* Prompt: From the records below, copy out exactly the lines from the one containing "Query: pink cloth" to the one containing "Query: monk's hand", both included. Add nothing else.

----- Data for processing

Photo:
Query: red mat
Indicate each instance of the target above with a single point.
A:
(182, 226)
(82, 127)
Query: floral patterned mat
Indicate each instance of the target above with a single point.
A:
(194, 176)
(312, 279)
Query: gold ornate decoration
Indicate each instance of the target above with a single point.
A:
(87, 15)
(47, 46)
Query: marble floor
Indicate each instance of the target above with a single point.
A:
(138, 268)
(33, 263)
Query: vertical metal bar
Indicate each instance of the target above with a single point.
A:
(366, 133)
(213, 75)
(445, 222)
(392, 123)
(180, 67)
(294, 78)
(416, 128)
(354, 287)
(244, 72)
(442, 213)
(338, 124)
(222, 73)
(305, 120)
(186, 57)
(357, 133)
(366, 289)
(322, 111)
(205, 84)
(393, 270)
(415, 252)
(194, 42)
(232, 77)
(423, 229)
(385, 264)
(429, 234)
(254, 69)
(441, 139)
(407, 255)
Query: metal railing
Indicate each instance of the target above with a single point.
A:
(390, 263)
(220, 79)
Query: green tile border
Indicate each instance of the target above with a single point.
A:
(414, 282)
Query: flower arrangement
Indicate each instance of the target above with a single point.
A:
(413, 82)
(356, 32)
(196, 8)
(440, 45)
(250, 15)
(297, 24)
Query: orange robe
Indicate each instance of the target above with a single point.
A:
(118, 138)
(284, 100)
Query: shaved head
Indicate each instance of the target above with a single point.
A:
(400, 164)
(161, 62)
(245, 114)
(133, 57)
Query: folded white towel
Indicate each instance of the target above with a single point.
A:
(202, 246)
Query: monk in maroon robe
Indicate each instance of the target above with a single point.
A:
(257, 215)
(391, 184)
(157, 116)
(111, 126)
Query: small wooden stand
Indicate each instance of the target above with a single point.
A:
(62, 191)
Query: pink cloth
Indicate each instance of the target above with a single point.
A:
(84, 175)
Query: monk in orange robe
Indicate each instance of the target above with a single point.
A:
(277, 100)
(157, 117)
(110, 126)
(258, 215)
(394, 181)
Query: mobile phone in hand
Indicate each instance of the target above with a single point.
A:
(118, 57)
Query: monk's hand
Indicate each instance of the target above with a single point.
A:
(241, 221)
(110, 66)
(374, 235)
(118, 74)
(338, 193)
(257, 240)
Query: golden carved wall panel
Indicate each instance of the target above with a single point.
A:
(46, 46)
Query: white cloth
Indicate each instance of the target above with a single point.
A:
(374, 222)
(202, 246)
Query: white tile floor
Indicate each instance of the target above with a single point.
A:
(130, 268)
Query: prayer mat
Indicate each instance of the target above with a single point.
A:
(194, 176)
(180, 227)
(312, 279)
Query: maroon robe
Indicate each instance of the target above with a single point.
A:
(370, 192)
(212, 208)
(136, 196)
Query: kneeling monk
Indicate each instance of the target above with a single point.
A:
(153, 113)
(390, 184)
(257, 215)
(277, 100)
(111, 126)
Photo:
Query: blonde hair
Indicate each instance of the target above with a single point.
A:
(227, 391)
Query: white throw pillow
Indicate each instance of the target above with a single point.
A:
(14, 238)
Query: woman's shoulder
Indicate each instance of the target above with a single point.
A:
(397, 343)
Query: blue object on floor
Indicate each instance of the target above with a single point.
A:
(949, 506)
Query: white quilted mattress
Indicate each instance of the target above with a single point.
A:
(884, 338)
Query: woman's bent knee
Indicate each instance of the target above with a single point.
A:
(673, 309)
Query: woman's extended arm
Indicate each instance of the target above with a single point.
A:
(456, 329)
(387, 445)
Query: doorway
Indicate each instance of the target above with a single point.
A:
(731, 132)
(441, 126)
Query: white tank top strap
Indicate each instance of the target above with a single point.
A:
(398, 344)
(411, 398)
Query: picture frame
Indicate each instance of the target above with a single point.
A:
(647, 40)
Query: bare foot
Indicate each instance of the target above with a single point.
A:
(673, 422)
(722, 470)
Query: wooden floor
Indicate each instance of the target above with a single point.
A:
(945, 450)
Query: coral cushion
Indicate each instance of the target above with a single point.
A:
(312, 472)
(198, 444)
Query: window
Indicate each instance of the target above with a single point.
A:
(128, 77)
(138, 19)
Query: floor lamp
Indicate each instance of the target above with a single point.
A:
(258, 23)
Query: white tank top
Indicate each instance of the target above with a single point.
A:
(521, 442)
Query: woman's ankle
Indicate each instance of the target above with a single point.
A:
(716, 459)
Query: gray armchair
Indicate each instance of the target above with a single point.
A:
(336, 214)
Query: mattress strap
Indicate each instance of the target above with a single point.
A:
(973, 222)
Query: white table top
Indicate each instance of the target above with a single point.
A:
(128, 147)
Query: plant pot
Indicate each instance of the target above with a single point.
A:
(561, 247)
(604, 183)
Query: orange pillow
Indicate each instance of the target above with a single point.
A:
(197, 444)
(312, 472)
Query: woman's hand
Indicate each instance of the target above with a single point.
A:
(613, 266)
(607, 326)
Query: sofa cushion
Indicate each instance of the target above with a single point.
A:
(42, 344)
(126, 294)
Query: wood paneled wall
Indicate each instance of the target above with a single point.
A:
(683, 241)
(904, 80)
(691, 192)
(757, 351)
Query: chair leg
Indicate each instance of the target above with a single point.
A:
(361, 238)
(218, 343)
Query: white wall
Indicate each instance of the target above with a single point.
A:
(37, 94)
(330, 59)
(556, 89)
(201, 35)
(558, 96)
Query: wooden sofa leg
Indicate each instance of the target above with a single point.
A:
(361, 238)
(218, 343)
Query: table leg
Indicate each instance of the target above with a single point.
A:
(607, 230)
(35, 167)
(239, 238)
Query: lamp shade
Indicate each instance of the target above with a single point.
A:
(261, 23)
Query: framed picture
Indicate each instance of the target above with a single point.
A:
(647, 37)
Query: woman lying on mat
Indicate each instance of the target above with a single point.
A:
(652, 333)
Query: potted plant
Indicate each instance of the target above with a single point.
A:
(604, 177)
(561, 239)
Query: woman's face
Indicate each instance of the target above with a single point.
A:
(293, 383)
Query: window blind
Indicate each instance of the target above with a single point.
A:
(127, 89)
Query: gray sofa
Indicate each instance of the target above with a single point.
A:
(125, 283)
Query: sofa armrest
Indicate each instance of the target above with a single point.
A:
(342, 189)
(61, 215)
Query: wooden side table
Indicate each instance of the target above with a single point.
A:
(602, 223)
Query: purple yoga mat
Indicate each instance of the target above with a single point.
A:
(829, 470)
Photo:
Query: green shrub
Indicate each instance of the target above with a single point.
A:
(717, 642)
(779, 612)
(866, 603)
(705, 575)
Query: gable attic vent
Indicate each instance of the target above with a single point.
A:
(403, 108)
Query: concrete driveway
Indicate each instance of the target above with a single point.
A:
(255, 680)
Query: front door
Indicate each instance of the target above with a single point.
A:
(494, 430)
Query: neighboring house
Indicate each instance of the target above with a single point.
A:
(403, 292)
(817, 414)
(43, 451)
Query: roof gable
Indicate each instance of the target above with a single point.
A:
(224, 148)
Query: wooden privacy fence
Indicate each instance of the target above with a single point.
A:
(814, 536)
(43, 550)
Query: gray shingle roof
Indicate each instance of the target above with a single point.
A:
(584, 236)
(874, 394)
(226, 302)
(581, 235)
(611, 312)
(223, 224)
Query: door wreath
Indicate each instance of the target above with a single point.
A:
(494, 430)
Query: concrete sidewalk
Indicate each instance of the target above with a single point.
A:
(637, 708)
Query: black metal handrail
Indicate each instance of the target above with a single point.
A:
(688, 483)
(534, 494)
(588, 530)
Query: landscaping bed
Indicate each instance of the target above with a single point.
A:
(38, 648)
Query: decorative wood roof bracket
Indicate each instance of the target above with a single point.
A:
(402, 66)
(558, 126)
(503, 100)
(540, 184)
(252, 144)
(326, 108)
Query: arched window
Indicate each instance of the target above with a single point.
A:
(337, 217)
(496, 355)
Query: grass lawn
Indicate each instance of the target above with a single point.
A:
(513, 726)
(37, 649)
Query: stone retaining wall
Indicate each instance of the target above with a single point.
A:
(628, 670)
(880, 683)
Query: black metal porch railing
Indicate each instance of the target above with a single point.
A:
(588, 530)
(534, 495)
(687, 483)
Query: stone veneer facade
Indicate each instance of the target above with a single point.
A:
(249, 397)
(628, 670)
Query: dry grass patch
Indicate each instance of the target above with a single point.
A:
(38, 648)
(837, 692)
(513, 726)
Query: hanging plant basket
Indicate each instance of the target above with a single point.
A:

----------

* Solution to the exercise:
Query: pink cloth
Indicate each instance of the target above with a single point.
A:
(84, 175)
Query: monk in orange robe
Indicate each instance of the target above with a single point.
A:
(277, 100)
(157, 117)
(110, 126)
(258, 215)
(394, 181)
Query: mobile phone in hand
Indicate each instance of the target above with a single point.
A:
(118, 57)
Query: monk's hand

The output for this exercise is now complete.